Transcribe exactly the lines from the one holding "Study the photo above. For every instance of the woman's right" to the end of the data below, including both of those lines and no others.
((
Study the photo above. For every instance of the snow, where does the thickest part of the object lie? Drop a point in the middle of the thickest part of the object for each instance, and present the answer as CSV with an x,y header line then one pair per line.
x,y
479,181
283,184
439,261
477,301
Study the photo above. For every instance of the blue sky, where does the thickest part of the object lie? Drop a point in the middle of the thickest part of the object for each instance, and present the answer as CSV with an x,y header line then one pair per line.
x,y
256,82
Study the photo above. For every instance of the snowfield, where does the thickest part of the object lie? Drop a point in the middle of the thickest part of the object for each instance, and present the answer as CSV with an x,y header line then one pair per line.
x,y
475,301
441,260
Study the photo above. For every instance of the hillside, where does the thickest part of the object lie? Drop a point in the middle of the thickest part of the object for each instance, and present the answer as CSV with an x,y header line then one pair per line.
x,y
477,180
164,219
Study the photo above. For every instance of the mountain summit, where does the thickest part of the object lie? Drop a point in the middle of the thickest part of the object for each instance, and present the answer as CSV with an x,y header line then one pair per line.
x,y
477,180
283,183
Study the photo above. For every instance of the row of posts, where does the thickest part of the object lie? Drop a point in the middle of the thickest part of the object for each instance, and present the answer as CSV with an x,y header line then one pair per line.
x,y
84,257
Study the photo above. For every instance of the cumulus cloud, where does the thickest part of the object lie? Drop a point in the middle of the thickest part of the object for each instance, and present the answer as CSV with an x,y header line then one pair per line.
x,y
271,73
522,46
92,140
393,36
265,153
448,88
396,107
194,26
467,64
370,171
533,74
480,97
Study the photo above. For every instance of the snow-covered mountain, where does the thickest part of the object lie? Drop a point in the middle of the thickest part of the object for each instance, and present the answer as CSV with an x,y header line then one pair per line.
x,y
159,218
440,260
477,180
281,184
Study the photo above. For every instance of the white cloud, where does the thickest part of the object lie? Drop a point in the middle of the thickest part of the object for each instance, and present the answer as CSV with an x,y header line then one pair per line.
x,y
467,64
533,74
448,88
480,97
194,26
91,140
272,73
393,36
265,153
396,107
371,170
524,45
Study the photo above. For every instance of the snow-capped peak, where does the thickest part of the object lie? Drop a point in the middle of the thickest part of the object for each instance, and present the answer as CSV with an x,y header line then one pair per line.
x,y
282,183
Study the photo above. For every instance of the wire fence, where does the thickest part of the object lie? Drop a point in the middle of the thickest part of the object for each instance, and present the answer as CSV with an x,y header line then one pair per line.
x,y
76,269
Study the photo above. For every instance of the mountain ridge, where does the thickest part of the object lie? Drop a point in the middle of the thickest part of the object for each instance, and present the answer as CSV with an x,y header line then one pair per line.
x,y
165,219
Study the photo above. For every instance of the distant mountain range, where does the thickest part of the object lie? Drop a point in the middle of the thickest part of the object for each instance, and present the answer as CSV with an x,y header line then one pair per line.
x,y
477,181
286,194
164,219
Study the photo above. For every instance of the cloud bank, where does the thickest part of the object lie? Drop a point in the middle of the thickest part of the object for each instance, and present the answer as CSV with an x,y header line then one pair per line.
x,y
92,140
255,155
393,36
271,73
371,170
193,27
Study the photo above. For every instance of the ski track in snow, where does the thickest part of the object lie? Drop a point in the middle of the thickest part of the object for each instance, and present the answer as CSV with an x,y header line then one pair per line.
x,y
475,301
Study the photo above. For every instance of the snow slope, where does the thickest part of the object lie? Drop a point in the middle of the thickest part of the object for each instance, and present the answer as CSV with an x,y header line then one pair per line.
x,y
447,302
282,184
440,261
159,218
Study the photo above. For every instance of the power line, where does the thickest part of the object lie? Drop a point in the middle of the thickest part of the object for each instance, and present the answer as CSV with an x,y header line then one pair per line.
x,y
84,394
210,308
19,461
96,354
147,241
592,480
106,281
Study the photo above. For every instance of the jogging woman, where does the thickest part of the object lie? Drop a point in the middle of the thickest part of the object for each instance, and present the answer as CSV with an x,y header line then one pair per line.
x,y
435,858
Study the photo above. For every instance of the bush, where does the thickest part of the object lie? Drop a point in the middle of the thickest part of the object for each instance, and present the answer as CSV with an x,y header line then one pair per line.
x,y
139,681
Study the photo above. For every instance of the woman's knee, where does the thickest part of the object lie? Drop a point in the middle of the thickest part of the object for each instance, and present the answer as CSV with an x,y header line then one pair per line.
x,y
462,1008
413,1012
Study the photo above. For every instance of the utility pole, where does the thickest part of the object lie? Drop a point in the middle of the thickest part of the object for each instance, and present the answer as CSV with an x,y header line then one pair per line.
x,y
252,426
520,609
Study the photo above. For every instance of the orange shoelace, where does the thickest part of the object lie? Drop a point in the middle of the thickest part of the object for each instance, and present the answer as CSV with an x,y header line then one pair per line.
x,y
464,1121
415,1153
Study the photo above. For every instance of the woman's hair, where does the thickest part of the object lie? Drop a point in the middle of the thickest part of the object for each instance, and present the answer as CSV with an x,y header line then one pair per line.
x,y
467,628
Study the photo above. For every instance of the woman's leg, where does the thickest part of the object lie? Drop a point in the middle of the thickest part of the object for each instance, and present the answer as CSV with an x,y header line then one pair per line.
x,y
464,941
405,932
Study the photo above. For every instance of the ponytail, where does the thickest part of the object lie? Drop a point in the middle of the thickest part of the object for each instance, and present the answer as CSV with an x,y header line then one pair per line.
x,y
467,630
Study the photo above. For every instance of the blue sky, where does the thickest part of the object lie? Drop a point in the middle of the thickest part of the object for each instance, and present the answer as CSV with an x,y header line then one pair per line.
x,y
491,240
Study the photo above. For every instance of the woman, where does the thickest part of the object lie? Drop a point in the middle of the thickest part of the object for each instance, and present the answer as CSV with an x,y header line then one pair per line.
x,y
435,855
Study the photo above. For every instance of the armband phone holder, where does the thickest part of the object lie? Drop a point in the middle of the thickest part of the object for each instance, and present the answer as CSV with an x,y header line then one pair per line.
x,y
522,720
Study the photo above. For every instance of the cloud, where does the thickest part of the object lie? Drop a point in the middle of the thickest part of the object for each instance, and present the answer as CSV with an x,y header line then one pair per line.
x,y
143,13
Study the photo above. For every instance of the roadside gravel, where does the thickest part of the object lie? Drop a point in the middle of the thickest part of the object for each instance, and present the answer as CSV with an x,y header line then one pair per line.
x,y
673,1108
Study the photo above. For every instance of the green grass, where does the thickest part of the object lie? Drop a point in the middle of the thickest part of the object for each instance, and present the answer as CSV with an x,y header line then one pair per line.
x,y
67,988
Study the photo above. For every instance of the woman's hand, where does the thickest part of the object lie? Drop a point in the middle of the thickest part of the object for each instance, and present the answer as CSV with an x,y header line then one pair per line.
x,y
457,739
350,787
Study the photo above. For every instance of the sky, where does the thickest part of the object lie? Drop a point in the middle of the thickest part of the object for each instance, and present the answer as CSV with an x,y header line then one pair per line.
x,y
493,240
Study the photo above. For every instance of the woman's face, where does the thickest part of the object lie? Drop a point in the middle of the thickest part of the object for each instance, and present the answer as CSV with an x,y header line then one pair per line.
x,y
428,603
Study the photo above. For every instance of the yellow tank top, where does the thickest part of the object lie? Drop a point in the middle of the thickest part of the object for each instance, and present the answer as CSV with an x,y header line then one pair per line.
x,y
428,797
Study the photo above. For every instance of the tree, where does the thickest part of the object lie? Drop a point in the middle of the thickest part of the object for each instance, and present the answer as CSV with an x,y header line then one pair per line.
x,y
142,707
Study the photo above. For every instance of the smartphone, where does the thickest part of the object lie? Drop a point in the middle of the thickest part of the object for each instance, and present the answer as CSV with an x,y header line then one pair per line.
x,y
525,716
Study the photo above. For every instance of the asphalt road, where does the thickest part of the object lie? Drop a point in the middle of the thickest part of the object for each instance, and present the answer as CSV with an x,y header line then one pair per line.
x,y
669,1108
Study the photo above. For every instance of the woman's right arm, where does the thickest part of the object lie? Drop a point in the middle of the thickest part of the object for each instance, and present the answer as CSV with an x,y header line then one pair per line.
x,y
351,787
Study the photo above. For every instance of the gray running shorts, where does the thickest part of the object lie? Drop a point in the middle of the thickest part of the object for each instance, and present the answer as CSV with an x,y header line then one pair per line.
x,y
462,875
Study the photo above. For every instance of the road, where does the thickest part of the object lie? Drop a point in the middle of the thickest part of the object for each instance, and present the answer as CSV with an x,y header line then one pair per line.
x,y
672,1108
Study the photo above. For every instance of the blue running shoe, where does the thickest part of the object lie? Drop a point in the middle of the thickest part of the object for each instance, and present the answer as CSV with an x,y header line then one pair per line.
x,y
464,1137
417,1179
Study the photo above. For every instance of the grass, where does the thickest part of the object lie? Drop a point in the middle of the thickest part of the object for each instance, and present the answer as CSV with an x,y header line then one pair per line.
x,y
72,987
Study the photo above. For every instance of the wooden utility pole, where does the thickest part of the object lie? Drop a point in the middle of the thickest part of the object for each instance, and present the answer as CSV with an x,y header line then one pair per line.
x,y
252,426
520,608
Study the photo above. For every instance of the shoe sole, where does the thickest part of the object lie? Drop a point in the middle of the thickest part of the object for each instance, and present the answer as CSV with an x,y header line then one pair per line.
))
■ **TASK OUTPUT**:
Study the photo above. For every instance of the woman's right arm, where does the thickest part of the object lie? Drop a point in the middle of the thickest part of the object for each instance, and present the answer as CSV with an x,y header line then one pair per line.
x,y
351,787
Study the photo above. For every instance of the gray running shorts, where does the thickest part of the object lie? Drop a point in the middle of the thickest part of the object for each instance, and present the answer as CSV with an x,y header line then one pair per line.
x,y
462,875
Study the photo above. For every instance of the road, where does the thickest part of the object lie? Drop a point in the middle of the thickest part of the object for each instance, and present the answer as CSV with an x,y header line then one pair per line.
x,y
672,1108
Study the photo above. For every instance of the blue running shoe, where does the thickest part of the object lie? Drop a point in the middle of the thickest part of the object for each instance, and present the answer as CSV with an x,y header line then one pair per line.
x,y
464,1137
417,1179
Study the photo above. For every instance of the grass, where does the thickest part of the object lie? Drop a point in the middle of the thickest part of the object for each instance, and present the answer as CSV with an x,y header line then one pair per line.
x,y
72,987
Study the photo above. For every instance of the wooden utility pole, where does the thickest part of the object lie? Drop a point in the middle of the thickest part of the object for each instance, and present the answer as CSV with an x,y header line then one pair per line.
x,y
252,426
520,608
Study the photo above. For every instance of the shoe sole, where does the thickest part of the object lie? Drop a point in the middle of the thickest part of the object for each instance, and present the answer as CSV with an x,y header line then one pair per line.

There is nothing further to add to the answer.